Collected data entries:
......

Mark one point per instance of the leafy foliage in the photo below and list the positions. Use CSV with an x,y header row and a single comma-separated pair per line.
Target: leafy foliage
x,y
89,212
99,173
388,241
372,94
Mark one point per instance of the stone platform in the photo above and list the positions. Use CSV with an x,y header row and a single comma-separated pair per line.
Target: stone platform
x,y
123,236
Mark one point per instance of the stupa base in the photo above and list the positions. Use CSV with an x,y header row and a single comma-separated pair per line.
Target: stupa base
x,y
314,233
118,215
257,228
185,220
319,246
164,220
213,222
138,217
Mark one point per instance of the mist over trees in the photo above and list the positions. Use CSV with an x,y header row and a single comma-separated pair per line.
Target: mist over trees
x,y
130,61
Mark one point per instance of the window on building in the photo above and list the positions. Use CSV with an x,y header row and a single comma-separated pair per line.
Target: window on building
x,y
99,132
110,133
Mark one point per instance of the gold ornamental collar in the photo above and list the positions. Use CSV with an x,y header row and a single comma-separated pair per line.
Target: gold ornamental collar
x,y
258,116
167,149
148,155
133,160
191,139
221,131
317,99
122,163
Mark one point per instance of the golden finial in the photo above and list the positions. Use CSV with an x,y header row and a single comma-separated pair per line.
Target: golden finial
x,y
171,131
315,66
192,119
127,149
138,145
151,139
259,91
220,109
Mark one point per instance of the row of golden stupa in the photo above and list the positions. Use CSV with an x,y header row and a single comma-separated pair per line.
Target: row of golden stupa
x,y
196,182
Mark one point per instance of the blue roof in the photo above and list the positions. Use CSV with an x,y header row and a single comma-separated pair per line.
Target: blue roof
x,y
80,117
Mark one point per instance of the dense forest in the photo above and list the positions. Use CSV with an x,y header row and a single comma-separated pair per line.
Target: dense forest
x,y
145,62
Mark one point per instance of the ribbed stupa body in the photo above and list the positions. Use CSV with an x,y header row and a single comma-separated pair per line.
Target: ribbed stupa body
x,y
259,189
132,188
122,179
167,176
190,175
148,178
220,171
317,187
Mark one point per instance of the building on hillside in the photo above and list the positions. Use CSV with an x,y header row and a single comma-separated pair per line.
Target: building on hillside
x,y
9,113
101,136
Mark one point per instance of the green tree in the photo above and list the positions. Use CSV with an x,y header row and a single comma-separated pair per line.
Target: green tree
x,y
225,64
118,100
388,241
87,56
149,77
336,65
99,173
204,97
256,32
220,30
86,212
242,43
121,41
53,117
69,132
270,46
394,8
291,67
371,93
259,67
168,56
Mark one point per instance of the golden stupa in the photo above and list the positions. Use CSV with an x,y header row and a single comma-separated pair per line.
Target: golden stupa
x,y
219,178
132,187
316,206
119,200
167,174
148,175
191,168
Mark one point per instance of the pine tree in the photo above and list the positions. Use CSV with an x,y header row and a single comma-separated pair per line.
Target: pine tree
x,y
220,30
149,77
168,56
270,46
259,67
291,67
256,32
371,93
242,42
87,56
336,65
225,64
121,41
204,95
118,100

......

Description of the task: Each entry must be reproduced exactly, with nothing added or dropped.

Solution below:
Mark one point per instance of the leafy foliage in the photo below and list the positions. Use CSV with an x,y header row and a single comma-separated pair per line.
Target: leafy foliage
x,y
89,212
99,173
388,241
372,94
Mark one point per instance of the stone platform in the photo above and list the positions. Use CSV with an x,y header row and a single comma-separated pair per line.
Target: stone platform
x,y
123,236
Mark one point per instance of the stupa base in the photo above and list the positions. Use CSV with an x,y header row and a single comma-separated pair per line.
Target: stupa base
x,y
314,233
118,215
257,228
185,220
319,246
164,220
213,222
138,217
Mark one point per instance of the mist over trees in the photo above and list the positions. Use CSV with an x,y header row and a single comma-separated pair per line.
Target: mist over trees
x,y
130,61
Mark one point per instance of the window on building in the photo above and list the positions. Use CSV with an x,y header row and a single comma-separated pair per line.
Target: window on building
x,y
99,132
110,133
Mark one point per instance of the gold ornamental collar in the photo above and list the positions. Use CSV with an x,y header row and a single comma-separated pair per line.
Target: gold ornamental collar
x,y
258,116
167,149
148,155
133,160
191,139
221,131
317,99
122,163
Mark one point per instance of the golden finial in the photo above and list the positions. Use CSV with an x,y header row and a single comma-separated pair per line.
Target: golden finial
x,y
171,131
315,66
192,119
127,149
138,145
151,139
259,91
220,109
Mark one point per instance of the row of golden stupa in the photo above and list the positions. Use CSV with an x,y header row and a single comma-separated pair per line.
Target: row of golden stupa
x,y
196,182
Mark one point per instance of the blue roof in the photo above and list the positions. Use CSV with an x,y header row and a single comma-separated pair per line.
Target: blue roof
x,y
80,117
Mark one point per instance of the dense forest in the photo above and list the positions. Use CSV with an x,y header row and a single comma-separated pair per line.
Target: dense forest
x,y
145,62
Mark one point per instance of the ribbed stupa body in the photo above and list the positions. Use CSV with an x,y header row and a single comma-separated pair per line.
Target: ribbed stupa body
x,y
259,189
132,188
122,179
167,176
190,175
148,178
220,171
317,187
Mark one point per instance of the building on hillside in the photo above and list the positions. Use CSV with an x,y header row and a single comma-separated pair per line.
Target: building on hillside
x,y
9,113
101,136
Mark one point per instance of the green tree in the photo above and list the positions. Use CSV with an x,y header row and a single comma-separated pair per line.
Target: green tree
x,y
225,64
118,100
388,241
87,56
149,77
336,65
99,173
204,97
256,32
220,30
86,212
242,43
121,41
53,117
69,132
270,46
394,8
291,67
371,93
259,67
168,56
Mark one point per instance of the golden stupa in the photo above and list the positions. Use CSV with an x,y header row and a single comma-separated pair per line.
Target: golden stupa
x,y
219,178
132,187
316,206
119,200
167,174
148,175
191,168
Mark one point per instance of the pine tree in the photo above and list the positions. Use CSV with an x,y header row and a single comma-separated pair per line.
Target: pine tree
x,y
220,30
149,77
168,56
270,46
259,67
291,67
256,32
371,93
242,42
87,56
336,65
225,64
121,41
204,95
118,100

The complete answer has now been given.